- **PASSAGE**:
>> begin
Your Firm’s Competitive Strategy: The Cornerstone for Firm Valuation

This article is the second in a series on what causes a firm’s value to increase.

An organization’s competitive strategy is not just a description of its current products and services . Your current offerings help describe your current identity, but I hope to convince you that something much more is needed to describe your competitive strategy. Why is this important? A robust competitive strategy is the foundation point from which to grow the value of your firm, which is the central issue in this series of articles.

If you had to describe your organization’s competitive strategy to a potential investor or a prospective new board member, what would you say? If I asked a sample of the people in your organization what its strategy is, what would they say and would the answers all be the same?

Believe it or not, for many established organizations describing their competitive strategy succinctly and uniformly by their people is not easy at all.

A great start to having everyone in your organization understand and uniformly describe its competitive strategy is to answer the following seven questions. These answers become your “strategy framework” for a more succinct strategy statement.
>> end
- **REQUIREMENTS**: Write what comes next in the article on competitive strategy and firm valuation, beginning right after its final sentence.

- **DATASET**:
>> begin
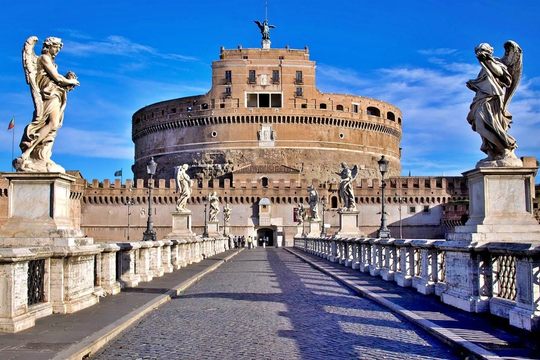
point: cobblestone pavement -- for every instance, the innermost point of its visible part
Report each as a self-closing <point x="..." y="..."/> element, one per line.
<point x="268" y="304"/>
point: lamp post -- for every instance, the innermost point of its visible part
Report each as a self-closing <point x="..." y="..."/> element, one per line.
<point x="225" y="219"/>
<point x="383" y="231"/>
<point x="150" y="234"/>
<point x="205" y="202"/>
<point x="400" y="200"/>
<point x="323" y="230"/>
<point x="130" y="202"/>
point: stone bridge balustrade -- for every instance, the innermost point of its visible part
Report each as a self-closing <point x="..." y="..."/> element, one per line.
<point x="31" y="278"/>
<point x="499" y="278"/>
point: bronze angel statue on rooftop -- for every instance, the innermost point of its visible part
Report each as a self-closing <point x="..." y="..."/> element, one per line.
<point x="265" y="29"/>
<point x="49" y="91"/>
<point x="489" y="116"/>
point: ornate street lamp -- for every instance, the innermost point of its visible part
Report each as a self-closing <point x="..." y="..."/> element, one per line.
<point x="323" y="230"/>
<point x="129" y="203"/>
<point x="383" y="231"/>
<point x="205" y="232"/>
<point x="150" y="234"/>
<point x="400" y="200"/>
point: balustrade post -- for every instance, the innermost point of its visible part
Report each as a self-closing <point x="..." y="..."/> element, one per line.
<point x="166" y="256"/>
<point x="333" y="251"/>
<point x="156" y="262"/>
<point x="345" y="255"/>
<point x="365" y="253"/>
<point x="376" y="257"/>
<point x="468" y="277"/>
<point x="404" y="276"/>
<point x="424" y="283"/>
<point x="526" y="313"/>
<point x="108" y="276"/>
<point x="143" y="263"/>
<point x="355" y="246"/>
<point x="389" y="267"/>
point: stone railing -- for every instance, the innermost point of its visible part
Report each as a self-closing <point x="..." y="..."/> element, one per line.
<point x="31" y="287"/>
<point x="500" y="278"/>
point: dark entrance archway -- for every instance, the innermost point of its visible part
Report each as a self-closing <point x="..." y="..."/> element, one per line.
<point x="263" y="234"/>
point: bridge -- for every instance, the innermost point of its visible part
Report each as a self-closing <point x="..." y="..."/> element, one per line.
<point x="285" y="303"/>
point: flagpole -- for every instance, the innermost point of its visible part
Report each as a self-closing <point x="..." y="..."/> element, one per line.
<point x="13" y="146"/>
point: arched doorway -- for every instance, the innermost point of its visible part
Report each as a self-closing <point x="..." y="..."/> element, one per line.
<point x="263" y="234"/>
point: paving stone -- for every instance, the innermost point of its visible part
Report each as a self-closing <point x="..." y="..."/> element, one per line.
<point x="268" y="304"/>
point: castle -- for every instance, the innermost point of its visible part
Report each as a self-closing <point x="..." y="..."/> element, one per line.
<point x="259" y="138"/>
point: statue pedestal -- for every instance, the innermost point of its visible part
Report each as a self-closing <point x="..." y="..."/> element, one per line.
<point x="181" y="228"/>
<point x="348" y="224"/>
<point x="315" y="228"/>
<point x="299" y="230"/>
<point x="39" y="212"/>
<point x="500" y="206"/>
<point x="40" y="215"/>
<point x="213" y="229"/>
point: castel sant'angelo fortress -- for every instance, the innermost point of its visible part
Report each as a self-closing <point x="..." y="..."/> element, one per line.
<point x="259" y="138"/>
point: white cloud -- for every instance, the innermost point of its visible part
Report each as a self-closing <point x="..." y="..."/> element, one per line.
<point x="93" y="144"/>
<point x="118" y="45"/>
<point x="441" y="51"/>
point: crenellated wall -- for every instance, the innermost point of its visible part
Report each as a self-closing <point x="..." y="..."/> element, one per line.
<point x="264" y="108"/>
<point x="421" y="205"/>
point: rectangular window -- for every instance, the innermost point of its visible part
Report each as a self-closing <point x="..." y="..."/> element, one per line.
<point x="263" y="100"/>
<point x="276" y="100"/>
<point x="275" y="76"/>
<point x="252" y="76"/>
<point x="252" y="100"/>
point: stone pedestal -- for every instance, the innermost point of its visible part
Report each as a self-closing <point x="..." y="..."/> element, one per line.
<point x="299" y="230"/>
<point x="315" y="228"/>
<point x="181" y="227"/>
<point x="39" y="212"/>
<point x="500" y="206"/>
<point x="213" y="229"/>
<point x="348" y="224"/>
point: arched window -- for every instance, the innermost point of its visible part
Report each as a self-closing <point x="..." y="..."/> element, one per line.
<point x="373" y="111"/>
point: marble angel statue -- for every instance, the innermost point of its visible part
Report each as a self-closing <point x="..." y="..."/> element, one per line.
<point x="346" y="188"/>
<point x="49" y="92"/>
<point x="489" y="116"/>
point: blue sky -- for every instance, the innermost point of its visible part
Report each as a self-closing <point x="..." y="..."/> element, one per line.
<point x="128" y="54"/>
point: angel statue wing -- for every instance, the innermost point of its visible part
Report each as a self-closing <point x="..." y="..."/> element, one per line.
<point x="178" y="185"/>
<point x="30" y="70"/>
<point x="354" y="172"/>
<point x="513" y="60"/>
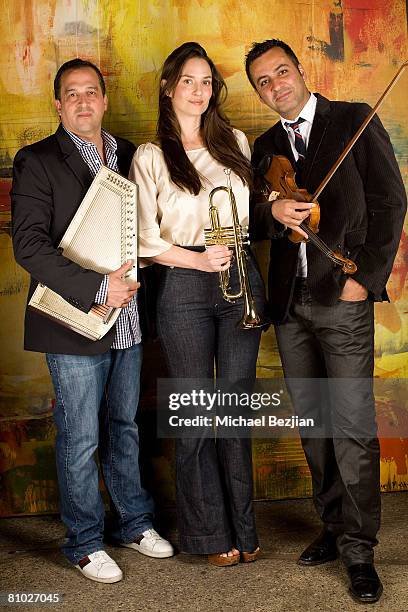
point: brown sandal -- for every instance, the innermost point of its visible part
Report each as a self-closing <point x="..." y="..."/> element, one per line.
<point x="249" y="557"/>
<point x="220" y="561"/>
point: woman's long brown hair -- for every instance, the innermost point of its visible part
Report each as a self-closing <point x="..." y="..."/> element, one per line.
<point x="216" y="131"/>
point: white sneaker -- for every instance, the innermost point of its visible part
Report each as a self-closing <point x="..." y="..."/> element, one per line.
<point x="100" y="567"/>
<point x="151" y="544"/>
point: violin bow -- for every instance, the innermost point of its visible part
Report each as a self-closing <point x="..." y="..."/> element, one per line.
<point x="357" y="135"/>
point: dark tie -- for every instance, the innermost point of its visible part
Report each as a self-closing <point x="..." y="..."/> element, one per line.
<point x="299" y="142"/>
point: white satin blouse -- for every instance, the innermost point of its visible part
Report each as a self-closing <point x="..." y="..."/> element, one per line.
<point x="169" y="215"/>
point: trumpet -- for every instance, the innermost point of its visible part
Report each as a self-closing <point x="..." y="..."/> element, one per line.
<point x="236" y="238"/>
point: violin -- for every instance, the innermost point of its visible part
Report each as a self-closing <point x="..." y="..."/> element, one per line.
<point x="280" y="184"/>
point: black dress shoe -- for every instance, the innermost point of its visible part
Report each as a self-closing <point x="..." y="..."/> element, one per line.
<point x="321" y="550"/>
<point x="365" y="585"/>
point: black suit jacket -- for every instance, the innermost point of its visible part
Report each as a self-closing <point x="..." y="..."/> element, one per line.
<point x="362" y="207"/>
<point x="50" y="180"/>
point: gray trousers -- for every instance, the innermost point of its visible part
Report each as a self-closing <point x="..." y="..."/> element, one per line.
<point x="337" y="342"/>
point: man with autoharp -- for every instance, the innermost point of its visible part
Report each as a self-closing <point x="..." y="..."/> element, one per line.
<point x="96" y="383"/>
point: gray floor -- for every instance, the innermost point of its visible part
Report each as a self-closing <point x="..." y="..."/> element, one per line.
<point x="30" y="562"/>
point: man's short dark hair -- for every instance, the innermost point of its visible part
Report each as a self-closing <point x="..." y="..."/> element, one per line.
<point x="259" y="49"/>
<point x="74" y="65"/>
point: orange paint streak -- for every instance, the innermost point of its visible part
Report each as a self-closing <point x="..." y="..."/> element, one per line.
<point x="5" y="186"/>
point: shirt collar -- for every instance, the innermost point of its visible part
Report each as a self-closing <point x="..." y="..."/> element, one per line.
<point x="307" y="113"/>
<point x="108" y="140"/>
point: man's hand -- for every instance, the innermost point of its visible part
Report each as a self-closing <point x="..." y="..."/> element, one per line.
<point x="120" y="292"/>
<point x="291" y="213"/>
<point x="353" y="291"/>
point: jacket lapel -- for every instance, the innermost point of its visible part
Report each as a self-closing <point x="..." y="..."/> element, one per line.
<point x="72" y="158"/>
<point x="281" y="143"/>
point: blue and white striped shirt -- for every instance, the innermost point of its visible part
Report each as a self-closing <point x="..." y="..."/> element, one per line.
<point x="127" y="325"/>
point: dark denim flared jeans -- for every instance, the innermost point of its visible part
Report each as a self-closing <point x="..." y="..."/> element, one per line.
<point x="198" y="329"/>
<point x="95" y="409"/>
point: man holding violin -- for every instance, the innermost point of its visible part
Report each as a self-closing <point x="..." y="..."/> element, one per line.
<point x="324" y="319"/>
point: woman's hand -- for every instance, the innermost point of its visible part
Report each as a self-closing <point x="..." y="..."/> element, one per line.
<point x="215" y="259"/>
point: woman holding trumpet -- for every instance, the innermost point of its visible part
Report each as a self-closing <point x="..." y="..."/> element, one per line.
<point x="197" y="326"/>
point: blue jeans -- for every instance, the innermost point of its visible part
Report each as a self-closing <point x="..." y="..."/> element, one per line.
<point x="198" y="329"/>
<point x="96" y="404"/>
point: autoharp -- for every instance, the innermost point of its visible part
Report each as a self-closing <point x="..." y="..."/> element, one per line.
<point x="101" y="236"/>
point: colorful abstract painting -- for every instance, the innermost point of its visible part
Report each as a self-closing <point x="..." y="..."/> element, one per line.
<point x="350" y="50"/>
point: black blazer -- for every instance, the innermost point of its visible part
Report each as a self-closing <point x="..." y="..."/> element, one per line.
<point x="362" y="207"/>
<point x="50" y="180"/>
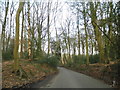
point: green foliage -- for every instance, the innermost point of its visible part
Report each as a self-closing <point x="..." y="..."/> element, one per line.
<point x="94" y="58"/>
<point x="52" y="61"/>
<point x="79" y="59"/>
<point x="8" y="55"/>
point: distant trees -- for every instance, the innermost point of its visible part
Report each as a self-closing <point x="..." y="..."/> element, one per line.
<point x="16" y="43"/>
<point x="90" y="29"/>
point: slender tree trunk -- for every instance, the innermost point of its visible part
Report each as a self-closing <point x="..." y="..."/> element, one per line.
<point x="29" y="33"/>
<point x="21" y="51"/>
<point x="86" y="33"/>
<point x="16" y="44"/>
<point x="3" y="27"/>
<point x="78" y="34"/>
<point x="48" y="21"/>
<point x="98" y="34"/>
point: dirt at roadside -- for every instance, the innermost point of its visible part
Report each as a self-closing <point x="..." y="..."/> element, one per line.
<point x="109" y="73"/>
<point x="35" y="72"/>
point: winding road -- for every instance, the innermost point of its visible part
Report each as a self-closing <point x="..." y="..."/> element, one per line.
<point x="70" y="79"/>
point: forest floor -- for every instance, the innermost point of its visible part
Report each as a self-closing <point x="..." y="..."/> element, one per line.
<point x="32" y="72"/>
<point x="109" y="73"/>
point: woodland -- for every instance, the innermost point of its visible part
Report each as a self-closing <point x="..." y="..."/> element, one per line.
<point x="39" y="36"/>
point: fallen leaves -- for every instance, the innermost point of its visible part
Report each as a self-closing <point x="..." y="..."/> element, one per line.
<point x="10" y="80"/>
>> end
- **RESULT OF THE EXERCISE**:
  1. Why do customers allow us to exist and would they miss us if we were gone?

Many studies show the answer lies not in your current products and services but your promise to continue to serve them into the future. In today’s world this usually means a continual updating or even a complete change of current offerings. Whirlpool and Best Buy are hard at work to perfect this.

2. If we were not already in this business, how would we enter it today?

New ways to solve customers’ requirements are springing up all the time in many industries and this question forces a firm to be aware of new business models that could cause severe headaches. Look at Netflix destroying Blockbuster.

3. What are our customers’ real pain points for which they have a real willingness to pay?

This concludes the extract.